> **AUSGEWÄHLTER TEXT**:
***
Die zweite Regel ist: Egal wie groß die Gesundheitsreform in einem Land war – sobald sie verabschiedet ist, sagen alle: Wann kommt denn die Reform, und zwar die richtige?

Der dritte Punkt ist – auch deshalb hat Herr Jonitz dieses Allegro ausgewählt –, dass alle Gesundheitsminister dieser Welt in ihrem früheren Leben etwas ganz Schreckliches getan haben müssen, sonst wären sie nicht geworden, was sie sind.

Ich habe dies erwähnt, um zu zeigen: Die Probleme im Gesundheitswesen sind, in welchem Land dieser Welt wir uns auch bewegen, ob innerhalb oder außerhalb der Europäischen Union, überall gleich. In Ländern, die sehr wenig ausgeben – ich habe gestern mit dem bulgarischen Gesundheitsminister gesprochen, der mir sagte, dass man dort pro Patient im Jahr nur 100 Euro ausgeben kann – –

(Unruhe)

– Man braucht darüber gar nicht so zu raunen. Für die Länder in Osteuropa und die dort lebenden Menschen ist es eine Aufgabe, Anschluss an eine gute medizinische Versorgung zu finden. Neben dem Demokratisierungsprozess gibt es einen Prozess, durch den sie an die Entwicklungen, die es bei uns gibt, angeschlossen werden wollen.
***
> **AUFGABEN BEARBEITEN**:
1. Übersetze diesen Satz aus dem Text über das Gesundheitswesen ins Englische: „Die zweite Regel ist: Egal wie groß die Gesundheitsreform in einem Land war – sobald sie verabschiedet ist, sagen alle: Wann kommt denn die Reform, und zwar die richtige?“
2. Bitte schreib den Text über das Gesundheitswesen im Anschluss an seinen letzten Satz weiter.
Die Auflistung stammt aus einer anderen Quelle.

(Gespeicherte Einträge)
***
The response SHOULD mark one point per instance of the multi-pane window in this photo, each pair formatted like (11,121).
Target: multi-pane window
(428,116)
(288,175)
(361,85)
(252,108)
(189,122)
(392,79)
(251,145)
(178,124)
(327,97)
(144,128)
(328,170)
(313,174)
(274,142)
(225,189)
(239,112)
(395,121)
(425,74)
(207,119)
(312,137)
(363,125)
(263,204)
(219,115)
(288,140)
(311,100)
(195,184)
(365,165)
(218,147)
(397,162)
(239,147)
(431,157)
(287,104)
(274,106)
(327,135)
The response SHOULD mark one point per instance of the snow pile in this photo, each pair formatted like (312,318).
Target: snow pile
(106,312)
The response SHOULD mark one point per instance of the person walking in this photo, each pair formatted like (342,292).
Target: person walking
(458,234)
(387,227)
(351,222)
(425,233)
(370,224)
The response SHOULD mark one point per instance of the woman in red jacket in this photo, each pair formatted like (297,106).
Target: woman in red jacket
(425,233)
***
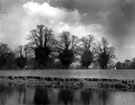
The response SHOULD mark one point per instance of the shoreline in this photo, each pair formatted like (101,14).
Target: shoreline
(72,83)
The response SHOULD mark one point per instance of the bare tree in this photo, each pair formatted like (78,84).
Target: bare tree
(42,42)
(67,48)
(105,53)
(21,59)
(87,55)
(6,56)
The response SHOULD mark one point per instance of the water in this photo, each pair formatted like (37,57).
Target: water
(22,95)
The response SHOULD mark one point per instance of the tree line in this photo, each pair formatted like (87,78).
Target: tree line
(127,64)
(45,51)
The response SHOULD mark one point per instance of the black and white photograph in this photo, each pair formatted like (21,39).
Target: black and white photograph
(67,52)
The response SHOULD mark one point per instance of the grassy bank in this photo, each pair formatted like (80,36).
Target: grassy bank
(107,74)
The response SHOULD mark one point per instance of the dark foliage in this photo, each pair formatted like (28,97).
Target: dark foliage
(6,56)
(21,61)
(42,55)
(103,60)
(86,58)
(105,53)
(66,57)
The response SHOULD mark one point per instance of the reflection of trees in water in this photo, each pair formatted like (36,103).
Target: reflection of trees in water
***
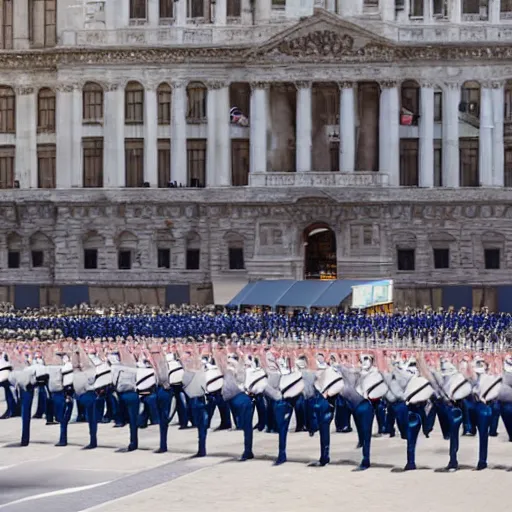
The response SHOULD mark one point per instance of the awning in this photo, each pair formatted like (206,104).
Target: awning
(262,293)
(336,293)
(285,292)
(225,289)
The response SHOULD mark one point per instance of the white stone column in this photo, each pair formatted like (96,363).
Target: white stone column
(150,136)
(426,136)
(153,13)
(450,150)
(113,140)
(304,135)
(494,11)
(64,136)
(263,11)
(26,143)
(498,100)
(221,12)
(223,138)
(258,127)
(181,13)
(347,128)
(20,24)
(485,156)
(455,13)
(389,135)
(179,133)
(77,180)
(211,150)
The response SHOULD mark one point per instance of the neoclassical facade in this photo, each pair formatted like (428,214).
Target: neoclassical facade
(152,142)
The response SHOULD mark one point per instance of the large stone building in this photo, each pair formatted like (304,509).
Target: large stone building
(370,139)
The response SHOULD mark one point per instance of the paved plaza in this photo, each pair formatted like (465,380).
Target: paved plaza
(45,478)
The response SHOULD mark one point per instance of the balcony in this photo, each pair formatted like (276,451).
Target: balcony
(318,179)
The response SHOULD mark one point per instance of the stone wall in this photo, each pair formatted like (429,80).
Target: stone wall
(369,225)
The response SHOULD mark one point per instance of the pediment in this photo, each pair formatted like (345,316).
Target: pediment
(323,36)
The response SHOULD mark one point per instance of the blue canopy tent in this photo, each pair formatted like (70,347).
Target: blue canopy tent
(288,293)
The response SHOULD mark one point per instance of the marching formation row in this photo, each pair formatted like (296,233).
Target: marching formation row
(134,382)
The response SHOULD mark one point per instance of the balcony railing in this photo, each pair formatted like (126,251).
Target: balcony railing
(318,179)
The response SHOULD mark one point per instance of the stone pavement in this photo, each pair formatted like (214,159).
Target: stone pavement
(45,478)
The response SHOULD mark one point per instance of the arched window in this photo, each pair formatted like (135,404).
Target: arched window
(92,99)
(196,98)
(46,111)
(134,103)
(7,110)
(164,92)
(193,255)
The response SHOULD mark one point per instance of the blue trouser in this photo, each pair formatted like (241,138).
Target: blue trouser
***
> **SCHRIFTLICHE ANTWORTEN**:
1. The second rule is: no matter how big the health reform in a country was, as soon as it has been passed, everyone says: So when is the reform coming, the real one?

2.
Ich verstehe die Debatten. Ich bin gern Ihrer Einladung gefolgt, Herr Professor Hoppe. Es ist für mich selbstverständlich, dass ich komme. Wir diskutieren mit vielen von Ihnen auf vielen unterschiedlichen Ebenen, auf denen Sie Verantwortung tragen: in Organisationen, in KVen, in den einzelnen Kliniken, in Praxisnetzen usw. Wir kommen nur dann weiter, wenn wir miteinander reden, wenn wir uns austauschen und sehen, was jede Ebene an Verantwortung übernehmen kann.

Ich weiß, dass es immer Differenzen wird geben müssen, weil die Interessen, die von jeder Seite vertreten werden, zueinander finden müssen, weil Probleme, die sich häufig wie die Quadratur des Kreises ausnehmen, gelöst werden müssen.

Erlauben Sie mir, dass ich, bevor ich auf die Themen des Deutschen Ärztetages eingehe, zwei Dinge erwähne, die mir besonders am Herzen liegen. Der erste Punkt ist auch Inhalt der Reden gewesen, die wir hier gehört haben, ist auch Inhalt der Kämpfe innerhalb der Ärzteschaft, ist Gegenstand vieler Diskussionen, die wir auf den unterschiedlichen Ebenen führen. Es geht um die Frage der Endlichkeit der Ressourcen, die es im Gesundheitswesen gibt. Darüber müssen wir offen diskutieren. Ihnen muss ich am allerwenigsten erzählen, dass – Herr Jonitz hat sehr eindrucksvoll darauf hingewiesen – der medizinische Fortschritt sich in immer kürzeren Abschnitten und mit einer immer größeren Dynamik vollzieht. Wir sind froh, dass wir in einer Gesellschaft leben, in der die Menschen die Chance haben, länger zu leben, und auch die Chance haben, gesünder und mit Lebensqualität alt zu werden. Dies alles hat auch mit dem medizinischen Fortschritt zu tun. Durch neue Medikamente, neue Therapien, neue Diagnosemethoden gibt es neue Heilungschancen und die Lebensqualität vieler Menschen wird verbessert.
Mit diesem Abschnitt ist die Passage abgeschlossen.